▸ DIRECTIONS FOR THIS TASK: Can you continue the article below about Copper Harbor's East Bluff Bike Park, starting right after its final sentence?

▸ SOURCE PASSAGE:
————
East Bluff Bike Park in Copper Harbor Plans to Offer 40 Miles of Bike-Optimized Trail

Photos courtesy of Rock Solid Trail Contracting

The small town of Copper Harbor, Michigan has changed a lot in the past 20 years. When Aaron Rogers moved there in 2005 from Wisconsin, he recalls a much sleepier town. Rogers had moved to the UP for access to outdoor recreation, and the various types that the area offers. He had experience building trails in Wisconsin and shortly after settling in Copper Harbor, he slowly started building new trail.

Rogers worked as a volunteer for years and then volunteered full-time until he and Sam Raymond established the Copper Harbor Trails Club in 2008. The CHTC started fundraising, and Rogers created a paid position for himself as the president of the club. The CHTC built more and more trail and it started to pay off.

“As we built out the mountain bike trail system, all the sudden, a lot more people started coming to the area and property started selling, land value was increasing,” said Rogers.

Rogers started attending IMBA Summits and educational trail building programs and added more value to the local trails. In 2011, Rogers left the CHTC to work for IMBA’s Trail Solutions program and saw the trail building landscape gain national momentum. His work in the UP had only snowballed. By 2012, Copper Harbor was designated as a Silver Level IMBA Ride Center and word spread that the town had trails that mountain bikers from all over might want to ride.
————
▸ SOURCE INFORMATION:
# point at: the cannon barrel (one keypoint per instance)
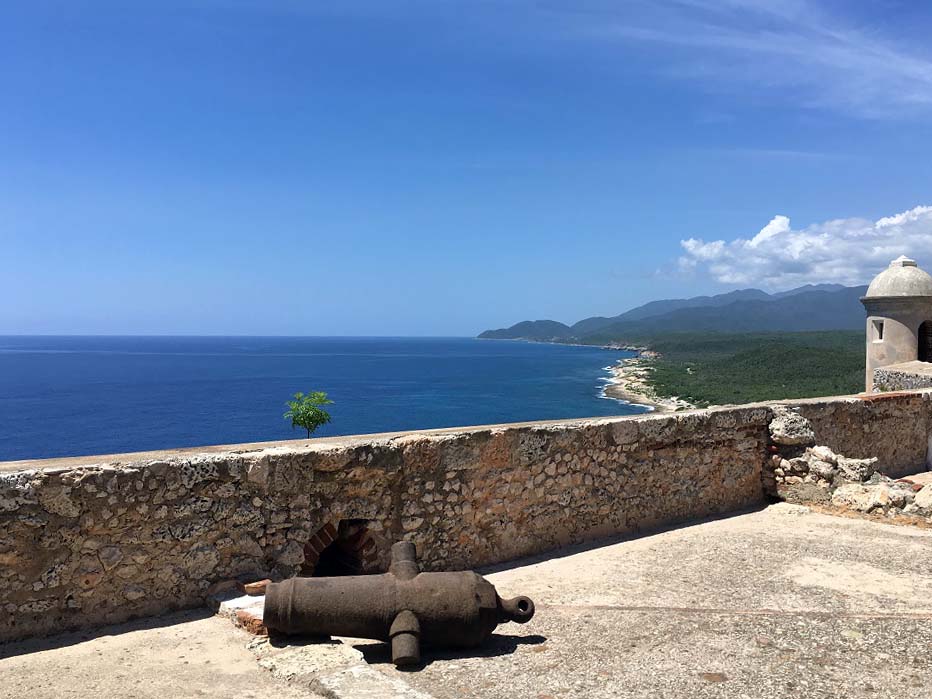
(404, 606)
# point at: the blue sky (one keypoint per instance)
(437, 168)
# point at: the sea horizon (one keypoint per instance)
(78, 395)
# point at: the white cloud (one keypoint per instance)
(799, 50)
(846, 251)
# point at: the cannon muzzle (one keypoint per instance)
(404, 606)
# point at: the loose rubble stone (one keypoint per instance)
(790, 428)
(102, 542)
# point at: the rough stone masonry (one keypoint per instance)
(102, 539)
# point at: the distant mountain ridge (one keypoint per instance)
(810, 307)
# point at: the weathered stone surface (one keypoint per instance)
(923, 498)
(88, 542)
(790, 428)
(855, 496)
(856, 469)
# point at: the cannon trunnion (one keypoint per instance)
(404, 606)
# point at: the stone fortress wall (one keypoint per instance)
(102, 539)
(903, 377)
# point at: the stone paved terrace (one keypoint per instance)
(780, 602)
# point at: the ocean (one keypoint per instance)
(70, 396)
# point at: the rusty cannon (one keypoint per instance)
(405, 607)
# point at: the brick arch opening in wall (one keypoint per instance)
(341, 547)
(925, 342)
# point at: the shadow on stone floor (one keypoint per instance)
(572, 549)
(35, 645)
(498, 644)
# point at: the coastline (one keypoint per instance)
(630, 382)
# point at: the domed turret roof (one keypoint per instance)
(902, 278)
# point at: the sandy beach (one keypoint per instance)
(631, 382)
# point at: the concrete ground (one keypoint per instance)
(782, 602)
(188, 654)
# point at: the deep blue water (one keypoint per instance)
(63, 396)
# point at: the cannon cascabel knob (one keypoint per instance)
(405, 607)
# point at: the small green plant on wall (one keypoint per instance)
(305, 411)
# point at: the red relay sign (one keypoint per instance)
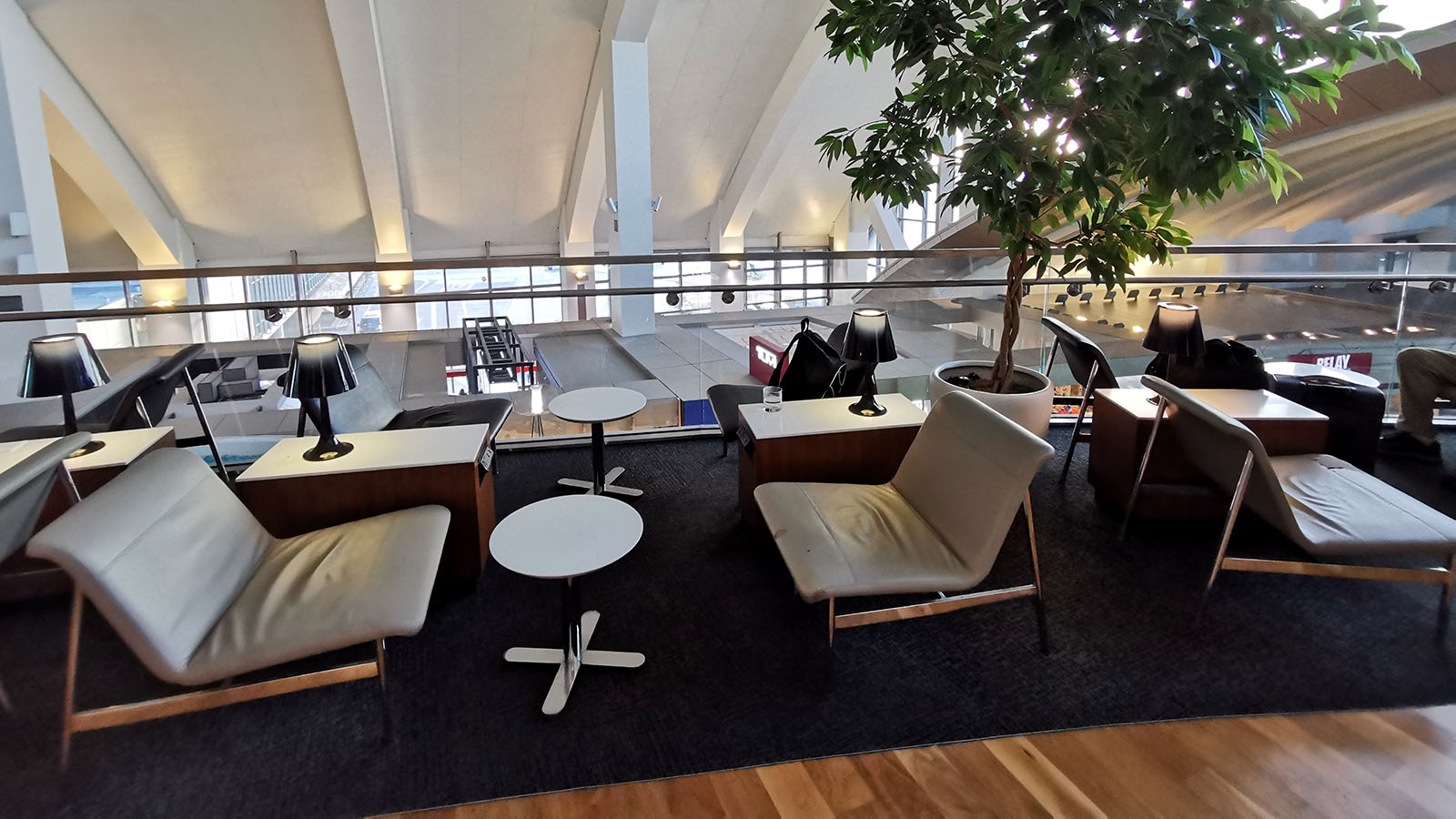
(1358, 361)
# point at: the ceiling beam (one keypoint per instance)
(771, 137)
(354, 25)
(625, 21)
(84, 143)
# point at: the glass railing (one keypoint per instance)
(1350, 308)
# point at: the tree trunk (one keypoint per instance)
(1011, 324)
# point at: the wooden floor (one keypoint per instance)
(1388, 763)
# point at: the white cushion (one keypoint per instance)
(325, 591)
(1343, 511)
(842, 540)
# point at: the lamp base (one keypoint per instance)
(328, 450)
(866, 407)
(87, 450)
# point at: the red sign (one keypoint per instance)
(763, 356)
(1358, 361)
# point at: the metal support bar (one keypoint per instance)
(935, 606)
(1235, 504)
(1142, 468)
(1431, 576)
(207, 429)
(1082, 411)
(111, 716)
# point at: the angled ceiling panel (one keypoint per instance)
(237, 113)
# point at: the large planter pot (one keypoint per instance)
(1031, 407)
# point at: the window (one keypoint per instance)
(786, 271)
(682, 274)
(513, 285)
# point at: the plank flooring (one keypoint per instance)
(1385, 763)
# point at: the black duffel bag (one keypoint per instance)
(808, 368)
(1225, 365)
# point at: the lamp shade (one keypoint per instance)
(319, 366)
(60, 365)
(1176, 329)
(868, 337)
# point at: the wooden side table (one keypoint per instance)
(26, 577)
(388, 471)
(820, 440)
(1176, 489)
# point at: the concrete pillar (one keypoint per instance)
(579, 278)
(727, 273)
(395, 317)
(630, 182)
(26, 188)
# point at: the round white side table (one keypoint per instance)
(1305, 370)
(564, 538)
(596, 405)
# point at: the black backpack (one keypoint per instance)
(808, 368)
(1225, 365)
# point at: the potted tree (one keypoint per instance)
(1079, 124)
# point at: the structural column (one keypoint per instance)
(29, 217)
(630, 179)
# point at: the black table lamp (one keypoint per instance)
(320, 368)
(868, 341)
(62, 365)
(1176, 329)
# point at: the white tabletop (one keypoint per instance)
(597, 404)
(1241, 404)
(827, 416)
(1305, 370)
(565, 537)
(389, 450)
(121, 450)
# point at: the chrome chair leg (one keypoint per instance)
(1142, 470)
(1077, 428)
(1036, 577)
(69, 694)
(832, 622)
(1228, 531)
(1448, 593)
(207, 429)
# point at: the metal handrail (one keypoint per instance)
(810, 254)
(492, 296)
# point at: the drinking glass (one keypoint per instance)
(772, 398)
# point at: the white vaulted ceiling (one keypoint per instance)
(238, 114)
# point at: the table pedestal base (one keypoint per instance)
(602, 481)
(571, 662)
(608, 487)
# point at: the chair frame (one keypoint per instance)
(76, 722)
(945, 603)
(1077, 433)
(1434, 576)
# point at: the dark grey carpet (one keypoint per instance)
(737, 672)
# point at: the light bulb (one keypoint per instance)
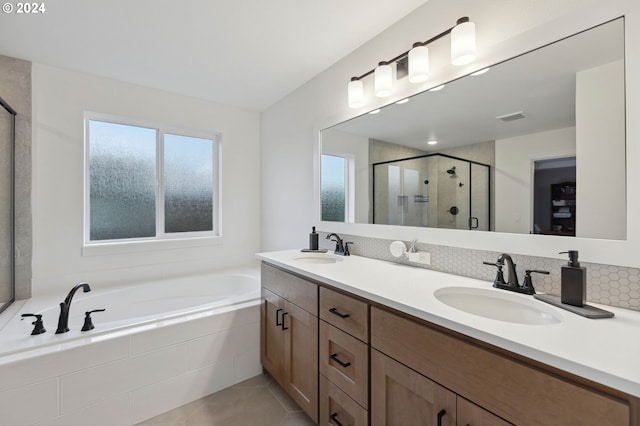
(463, 42)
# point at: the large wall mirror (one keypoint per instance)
(534, 145)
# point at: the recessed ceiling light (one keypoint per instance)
(480, 72)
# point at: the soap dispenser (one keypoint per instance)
(573, 281)
(313, 239)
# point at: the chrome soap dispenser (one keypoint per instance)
(573, 281)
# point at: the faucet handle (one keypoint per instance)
(346, 248)
(88, 324)
(499, 280)
(39, 326)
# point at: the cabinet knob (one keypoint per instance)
(334, 311)
(441, 414)
(343, 364)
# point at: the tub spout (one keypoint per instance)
(63, 320)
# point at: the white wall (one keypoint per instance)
(505, 28)
(60, 98)
(601, 153)
(514, 174)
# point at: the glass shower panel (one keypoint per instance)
(7, 121)
(480, 200)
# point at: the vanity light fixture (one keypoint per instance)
(356, 93)
(415, 62)
(480, 72)
(383, 80)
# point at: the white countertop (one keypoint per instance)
(606, 351)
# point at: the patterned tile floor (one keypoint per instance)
(259, 401)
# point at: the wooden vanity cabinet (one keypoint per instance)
(343, 359)
(289, 335)
(511, 388)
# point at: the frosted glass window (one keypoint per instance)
(145, 183)
(333, 191)
(122, 180)
(188, 184)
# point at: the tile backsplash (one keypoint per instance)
(606, 284)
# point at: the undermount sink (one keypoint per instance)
(498, 305)
(318, 258)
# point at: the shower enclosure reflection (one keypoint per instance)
(7, 134)
(435, 190)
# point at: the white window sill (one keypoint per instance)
(99, 249)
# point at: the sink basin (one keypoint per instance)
(318, 258)
(498, 305)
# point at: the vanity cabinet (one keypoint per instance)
(289, 335)
(343, 359)
(511, 388)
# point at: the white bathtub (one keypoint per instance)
(157, 346)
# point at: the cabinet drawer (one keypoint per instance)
(296, 290)
(346, 313)
(336, 408)
(344, 361)
(469, 414)
(500, 384)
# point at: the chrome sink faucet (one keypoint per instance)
(63, 319)
(511, 283)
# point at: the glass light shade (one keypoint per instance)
(355, 91)
(463, 43)
(418, 64)
(383, 80)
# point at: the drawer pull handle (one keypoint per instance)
(334, 419)
(343, 364)
(334, 311)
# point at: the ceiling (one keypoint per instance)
(248, 53)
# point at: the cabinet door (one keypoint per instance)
(272, 334)
(301, 358)
(469, 414)
(401, 396)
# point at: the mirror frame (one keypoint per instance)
(614, 252)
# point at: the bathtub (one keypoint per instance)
(156, 346)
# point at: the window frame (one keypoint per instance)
(162, 239)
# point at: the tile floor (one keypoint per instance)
(259, 401)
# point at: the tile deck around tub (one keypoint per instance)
(258, 401)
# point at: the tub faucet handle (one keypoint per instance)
(88, 324)
(39, 326)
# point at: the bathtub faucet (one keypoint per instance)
(63, 320)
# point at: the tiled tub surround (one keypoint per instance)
(133, 372)
(606, 284)
(603, 351)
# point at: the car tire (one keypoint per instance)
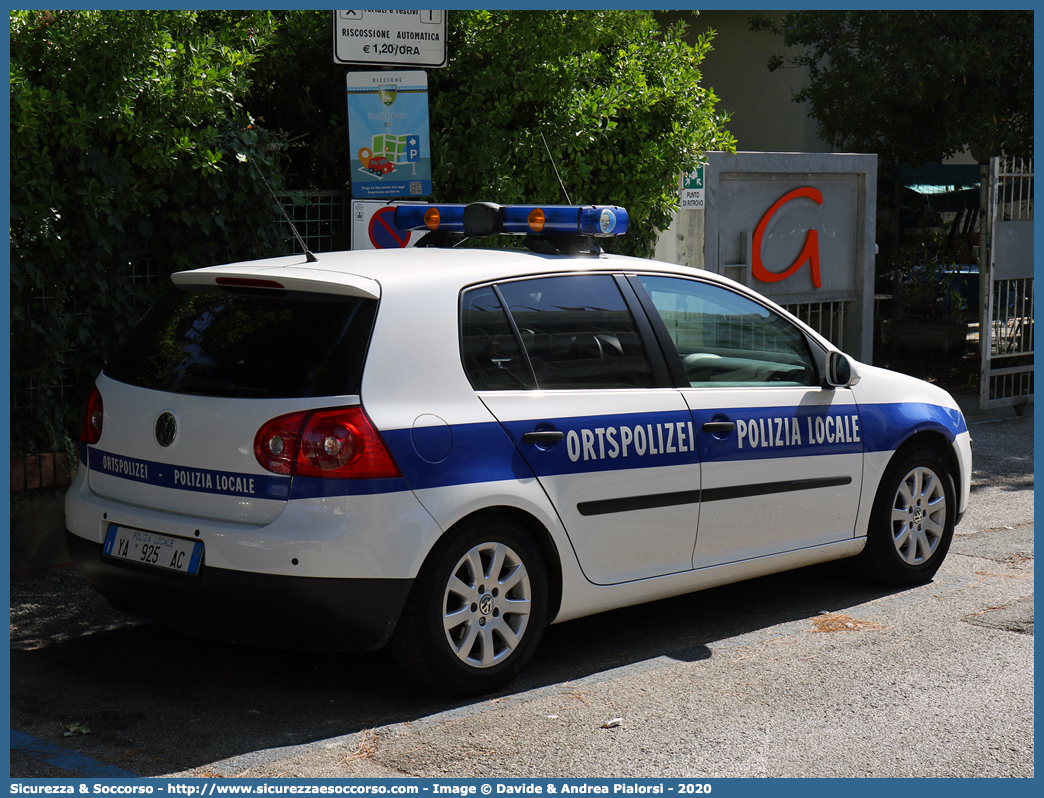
(476, 611)
(911, 521)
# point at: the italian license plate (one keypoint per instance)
(150, 548)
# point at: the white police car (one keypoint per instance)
(450, 448)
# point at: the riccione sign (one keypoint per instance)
(797, 227)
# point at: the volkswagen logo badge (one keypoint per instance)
(166, 429)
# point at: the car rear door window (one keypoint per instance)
(248, 345)
(577, 332)
(726, 338)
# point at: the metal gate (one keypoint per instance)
(1006, 315)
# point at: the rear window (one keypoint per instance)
(248, 346)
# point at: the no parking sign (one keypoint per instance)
(373, 227)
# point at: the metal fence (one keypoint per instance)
(1007, 311)
(826, 318)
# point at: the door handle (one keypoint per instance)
(718, 426)
(544, 436)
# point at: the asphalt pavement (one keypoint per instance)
(810, 673)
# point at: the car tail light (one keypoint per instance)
(339, 443)
(90, 428)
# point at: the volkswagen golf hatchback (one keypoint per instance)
————
▸ THE ANSWER:
In 2014, Rogers left IMBA to start his own trail building business, Rock Solid Trail Contracting, which took off. Since the start, Rock Solid has grown to around 70 employees, built thousands of miles of trail in the US, and Rogers believes they are the biggest trail building company in the world.

Copper Harbor kept growing as a trail destination and like a lot of destinations, the township has been faced with the tough task of making it manageable and sustainable. During the 2020 and 2021 summer seasons of the pandemic, the small town received more visitors than ever as outdoor recreation boomed. Conflict boiled as county board members closed four iconic and advanced trails.

Back in 2017, a 525-acre piece of property came up for sale just east of Copper Harbor proper and caught the interest of Rogers and the Rock Solid crew. The property had been on the market for a while, and according to Rogers the owner was getting impatient and thought about splitting it up and selling them as 40-acre plots instead of one piece.

Rock Solid wanted to see the land remain unfragmented and with moderate elevation gain throughout the property, they imagined a bike park. There was more soil on the bluff, allowing trail builders to craft beginner terrain more easily, something that wasn’t abundant on the rocky hills where Copper Harbor’s main trails lie.

Though outdoor recreation has long been a fixture on the Keweenaw Peninsula, it’s apparent to Rogers that shaping and nourishing it in the future will be more important than ever. Rock Solid bought the land at East Bluff, and in charting a privately managed but publicly accessible, fee-free bike park they hope to drive the conversation around recreation forward.

This also comes at a time when a New York-based hedge fund, The Rohatyn Group, seeks buyers for 32,000 acres of land that has been used for timber harvesting and the Keweenaw Outdoor Recreation Group is pursuing the land for recreational opportunities, though the sellers may be pursuing private buyers as well.

In 2018, Rock Solid carved out the first trail at East Bluff, Flo’Rion followed by Summer School. Rogers explained that Rock Solid has focused on more approachable flow trails at first with berms but they will round it out with natural, hand-cut trails as well. Currently, there are about 7.5 miles of trail, but there should be close to 40 miles when the park is complete.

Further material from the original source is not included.